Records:
*****

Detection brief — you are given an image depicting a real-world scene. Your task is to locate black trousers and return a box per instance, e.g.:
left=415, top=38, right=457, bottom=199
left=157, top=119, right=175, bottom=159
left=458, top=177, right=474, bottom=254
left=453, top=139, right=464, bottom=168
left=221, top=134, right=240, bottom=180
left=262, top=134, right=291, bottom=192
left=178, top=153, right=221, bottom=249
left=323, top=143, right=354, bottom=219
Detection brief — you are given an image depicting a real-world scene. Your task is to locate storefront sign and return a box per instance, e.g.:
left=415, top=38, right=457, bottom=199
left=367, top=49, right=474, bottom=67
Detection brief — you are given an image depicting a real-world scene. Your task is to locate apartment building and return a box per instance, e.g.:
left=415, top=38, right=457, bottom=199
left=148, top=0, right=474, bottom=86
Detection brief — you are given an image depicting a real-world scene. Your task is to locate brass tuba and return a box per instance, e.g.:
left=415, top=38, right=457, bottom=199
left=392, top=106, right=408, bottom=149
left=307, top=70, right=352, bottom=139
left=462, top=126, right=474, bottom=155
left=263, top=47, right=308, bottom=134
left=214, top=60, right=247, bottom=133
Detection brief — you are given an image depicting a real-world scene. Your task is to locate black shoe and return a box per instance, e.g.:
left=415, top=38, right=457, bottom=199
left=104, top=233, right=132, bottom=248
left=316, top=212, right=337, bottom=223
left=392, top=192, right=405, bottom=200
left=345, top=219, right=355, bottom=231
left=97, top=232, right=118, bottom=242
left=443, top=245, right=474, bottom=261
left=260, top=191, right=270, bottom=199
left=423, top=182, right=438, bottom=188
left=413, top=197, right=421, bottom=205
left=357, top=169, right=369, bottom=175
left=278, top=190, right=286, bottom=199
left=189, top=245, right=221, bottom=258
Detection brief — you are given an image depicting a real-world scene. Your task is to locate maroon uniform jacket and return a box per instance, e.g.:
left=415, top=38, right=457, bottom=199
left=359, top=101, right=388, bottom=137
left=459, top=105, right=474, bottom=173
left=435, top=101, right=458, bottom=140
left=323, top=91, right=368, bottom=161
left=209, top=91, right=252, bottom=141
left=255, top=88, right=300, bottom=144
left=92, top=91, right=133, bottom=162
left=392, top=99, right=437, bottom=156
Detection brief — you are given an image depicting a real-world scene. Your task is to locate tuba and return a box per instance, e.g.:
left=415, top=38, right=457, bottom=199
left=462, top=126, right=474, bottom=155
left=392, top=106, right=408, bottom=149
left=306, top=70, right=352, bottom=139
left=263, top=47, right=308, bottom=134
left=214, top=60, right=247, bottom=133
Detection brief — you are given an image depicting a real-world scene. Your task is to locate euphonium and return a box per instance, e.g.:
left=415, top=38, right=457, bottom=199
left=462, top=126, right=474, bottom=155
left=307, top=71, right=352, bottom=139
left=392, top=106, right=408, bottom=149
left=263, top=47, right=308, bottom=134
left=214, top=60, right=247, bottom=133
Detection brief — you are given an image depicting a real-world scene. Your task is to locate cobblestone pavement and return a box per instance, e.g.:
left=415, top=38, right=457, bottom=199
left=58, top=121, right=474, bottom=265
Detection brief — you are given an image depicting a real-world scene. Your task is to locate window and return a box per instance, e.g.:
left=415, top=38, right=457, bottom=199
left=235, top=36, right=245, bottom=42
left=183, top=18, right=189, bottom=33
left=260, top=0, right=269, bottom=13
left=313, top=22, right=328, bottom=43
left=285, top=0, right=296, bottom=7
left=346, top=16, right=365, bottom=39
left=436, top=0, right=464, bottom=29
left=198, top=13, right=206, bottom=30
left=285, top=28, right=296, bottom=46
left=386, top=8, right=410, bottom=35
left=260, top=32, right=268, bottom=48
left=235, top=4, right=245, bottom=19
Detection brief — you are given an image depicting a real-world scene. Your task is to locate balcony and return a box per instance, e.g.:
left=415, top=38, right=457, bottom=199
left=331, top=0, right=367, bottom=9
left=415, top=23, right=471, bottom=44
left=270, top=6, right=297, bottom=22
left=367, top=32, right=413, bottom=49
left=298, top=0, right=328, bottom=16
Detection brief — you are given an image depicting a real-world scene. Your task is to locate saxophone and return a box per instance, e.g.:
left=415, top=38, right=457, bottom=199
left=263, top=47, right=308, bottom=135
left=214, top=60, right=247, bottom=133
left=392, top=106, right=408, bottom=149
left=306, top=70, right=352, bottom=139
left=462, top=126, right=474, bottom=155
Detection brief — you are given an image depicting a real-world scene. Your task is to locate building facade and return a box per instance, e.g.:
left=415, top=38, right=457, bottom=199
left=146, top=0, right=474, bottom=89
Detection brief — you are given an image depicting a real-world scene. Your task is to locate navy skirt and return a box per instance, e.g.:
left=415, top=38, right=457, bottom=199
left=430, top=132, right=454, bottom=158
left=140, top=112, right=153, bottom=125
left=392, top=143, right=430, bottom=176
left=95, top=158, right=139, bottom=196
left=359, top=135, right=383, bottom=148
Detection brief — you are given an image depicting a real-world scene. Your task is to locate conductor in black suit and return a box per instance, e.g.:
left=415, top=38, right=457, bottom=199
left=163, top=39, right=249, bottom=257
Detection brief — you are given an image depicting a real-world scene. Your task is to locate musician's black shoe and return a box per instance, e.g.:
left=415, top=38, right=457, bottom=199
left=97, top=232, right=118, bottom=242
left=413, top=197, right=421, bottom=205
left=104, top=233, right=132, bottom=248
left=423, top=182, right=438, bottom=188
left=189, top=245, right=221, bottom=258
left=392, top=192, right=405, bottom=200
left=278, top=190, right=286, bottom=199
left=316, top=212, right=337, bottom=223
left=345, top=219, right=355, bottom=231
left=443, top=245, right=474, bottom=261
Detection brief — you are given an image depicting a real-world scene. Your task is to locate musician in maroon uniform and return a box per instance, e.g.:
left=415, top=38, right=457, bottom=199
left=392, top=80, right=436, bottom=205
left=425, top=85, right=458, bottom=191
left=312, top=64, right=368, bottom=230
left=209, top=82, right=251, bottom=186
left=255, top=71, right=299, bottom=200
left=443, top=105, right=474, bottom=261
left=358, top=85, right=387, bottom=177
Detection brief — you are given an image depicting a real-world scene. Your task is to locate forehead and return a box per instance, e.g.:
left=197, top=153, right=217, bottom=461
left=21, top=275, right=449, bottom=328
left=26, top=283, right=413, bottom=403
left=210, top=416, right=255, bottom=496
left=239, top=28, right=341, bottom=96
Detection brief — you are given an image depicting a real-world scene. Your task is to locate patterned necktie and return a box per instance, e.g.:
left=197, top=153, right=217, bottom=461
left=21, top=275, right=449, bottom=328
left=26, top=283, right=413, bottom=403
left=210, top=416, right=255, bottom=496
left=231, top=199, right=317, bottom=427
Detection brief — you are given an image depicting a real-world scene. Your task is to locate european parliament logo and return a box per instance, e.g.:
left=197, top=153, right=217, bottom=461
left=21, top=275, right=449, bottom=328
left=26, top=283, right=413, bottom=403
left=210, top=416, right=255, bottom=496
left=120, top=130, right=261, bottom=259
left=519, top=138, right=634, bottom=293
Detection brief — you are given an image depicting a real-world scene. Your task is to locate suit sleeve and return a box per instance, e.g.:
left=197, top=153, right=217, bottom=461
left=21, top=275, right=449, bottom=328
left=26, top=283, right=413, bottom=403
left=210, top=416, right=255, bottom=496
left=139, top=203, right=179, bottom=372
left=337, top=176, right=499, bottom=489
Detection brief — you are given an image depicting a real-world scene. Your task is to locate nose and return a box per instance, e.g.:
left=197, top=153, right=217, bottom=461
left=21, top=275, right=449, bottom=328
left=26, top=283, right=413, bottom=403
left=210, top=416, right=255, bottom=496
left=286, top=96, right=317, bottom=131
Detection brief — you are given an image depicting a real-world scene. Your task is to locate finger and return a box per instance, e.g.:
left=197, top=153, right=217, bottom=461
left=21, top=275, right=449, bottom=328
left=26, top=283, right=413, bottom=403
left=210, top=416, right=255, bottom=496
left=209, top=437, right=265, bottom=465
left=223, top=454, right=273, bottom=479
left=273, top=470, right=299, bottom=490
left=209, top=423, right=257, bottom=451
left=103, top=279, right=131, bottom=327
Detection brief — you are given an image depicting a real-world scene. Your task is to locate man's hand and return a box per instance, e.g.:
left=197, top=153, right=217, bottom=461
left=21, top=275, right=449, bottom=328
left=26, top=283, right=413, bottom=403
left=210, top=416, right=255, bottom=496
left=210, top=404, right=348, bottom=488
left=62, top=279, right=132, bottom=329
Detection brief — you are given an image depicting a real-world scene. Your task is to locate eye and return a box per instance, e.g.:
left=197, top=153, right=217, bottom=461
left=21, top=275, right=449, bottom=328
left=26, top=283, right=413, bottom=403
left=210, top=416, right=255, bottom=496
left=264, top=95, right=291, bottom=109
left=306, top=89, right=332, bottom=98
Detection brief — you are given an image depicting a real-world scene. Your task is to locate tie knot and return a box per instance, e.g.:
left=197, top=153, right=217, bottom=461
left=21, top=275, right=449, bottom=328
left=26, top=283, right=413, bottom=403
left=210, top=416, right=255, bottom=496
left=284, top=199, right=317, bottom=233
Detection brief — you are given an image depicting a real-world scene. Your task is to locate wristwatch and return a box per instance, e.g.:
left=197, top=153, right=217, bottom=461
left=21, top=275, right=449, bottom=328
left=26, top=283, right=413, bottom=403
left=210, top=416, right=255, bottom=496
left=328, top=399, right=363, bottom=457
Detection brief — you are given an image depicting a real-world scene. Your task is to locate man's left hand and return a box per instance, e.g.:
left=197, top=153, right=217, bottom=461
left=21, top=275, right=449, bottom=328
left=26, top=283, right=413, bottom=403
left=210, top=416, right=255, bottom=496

*****

**SHORT TASK:** Lay out everything from the line containing "to locate building" down to the line containing "left=146, top=0, right=474, bottom=89" as a Markdown table. Use the columns No. and Line, number each row, and leave out blank lines.

**ANSWER TO THE EXERCISE:**
| No. | Line |
|---|---|
| 1 | Detection brief — you are given an image depicting a real-world scene. Your task is to locate building facade and return a box per instance, e.g.: |
| 2 | left=415, top=38, right=457, bottom=199 |
| 3 | left=146, top=0, right=474, bottom=89 |